→ Task:
Determine how many lines of the records below contain the string "white", treating uppercase and lowercase as different. Report only the number.

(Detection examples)
★ ★ ★ ★ ★

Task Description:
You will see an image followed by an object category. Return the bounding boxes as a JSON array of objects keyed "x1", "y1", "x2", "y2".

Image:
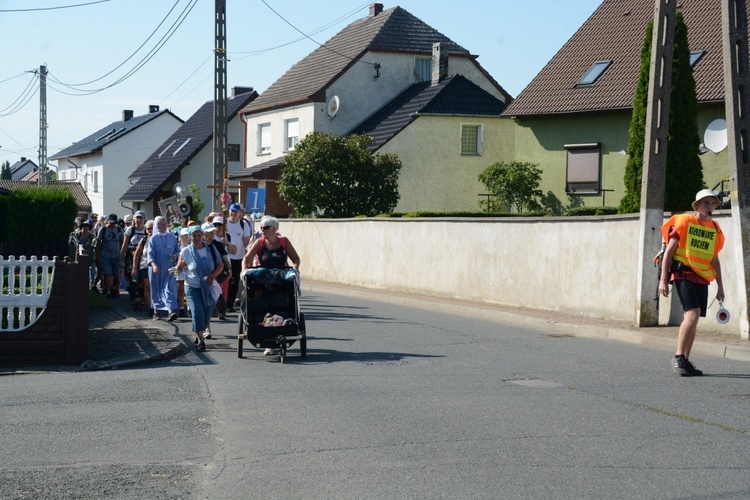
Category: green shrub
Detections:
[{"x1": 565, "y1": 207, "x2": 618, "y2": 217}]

★ ★ ★ ★ ★

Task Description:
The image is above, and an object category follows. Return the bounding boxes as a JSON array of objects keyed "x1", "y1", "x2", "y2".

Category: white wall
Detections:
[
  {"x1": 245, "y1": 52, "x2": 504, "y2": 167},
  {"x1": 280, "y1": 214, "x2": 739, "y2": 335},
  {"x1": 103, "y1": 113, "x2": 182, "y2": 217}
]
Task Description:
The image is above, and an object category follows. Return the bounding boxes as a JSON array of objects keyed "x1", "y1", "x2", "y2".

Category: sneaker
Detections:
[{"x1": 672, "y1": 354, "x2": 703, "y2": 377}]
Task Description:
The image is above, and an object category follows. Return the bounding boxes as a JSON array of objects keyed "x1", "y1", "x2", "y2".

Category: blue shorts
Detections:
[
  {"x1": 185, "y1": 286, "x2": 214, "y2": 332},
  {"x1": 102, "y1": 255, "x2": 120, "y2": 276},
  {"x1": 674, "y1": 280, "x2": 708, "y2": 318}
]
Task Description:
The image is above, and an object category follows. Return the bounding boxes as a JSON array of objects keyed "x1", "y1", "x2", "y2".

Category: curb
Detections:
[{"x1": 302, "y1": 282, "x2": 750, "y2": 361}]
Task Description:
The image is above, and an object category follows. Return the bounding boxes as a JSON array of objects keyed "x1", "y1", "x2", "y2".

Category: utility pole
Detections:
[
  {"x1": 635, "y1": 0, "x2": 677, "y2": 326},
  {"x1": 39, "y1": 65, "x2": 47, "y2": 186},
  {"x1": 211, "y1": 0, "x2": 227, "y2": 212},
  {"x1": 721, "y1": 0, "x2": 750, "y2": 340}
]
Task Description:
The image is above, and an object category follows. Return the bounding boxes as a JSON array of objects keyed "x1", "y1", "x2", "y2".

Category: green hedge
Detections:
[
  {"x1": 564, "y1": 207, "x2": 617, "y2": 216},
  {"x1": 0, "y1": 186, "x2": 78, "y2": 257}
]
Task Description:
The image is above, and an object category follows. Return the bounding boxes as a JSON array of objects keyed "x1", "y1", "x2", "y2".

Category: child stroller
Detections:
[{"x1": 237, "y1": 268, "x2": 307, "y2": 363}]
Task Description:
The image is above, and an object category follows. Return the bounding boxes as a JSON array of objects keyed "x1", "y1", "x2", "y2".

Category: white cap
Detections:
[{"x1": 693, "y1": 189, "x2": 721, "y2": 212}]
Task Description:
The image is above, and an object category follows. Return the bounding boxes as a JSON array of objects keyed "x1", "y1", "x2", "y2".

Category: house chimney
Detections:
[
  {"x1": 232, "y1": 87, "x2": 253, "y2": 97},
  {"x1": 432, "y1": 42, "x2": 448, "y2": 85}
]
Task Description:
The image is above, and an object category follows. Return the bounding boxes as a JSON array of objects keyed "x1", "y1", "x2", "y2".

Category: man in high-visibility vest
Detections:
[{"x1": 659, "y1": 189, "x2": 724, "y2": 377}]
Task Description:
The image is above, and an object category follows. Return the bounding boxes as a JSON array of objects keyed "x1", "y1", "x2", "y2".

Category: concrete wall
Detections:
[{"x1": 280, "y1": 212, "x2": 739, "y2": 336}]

★ ★ ★ ★ ★

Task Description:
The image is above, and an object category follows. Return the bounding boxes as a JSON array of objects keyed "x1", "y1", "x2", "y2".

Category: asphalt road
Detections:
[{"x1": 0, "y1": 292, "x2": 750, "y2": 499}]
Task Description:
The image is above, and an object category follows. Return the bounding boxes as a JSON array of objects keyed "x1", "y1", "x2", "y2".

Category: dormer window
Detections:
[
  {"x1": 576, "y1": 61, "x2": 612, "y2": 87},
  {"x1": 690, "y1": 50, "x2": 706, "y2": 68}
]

★ ★ ★ ★ ★

→ Task output:
2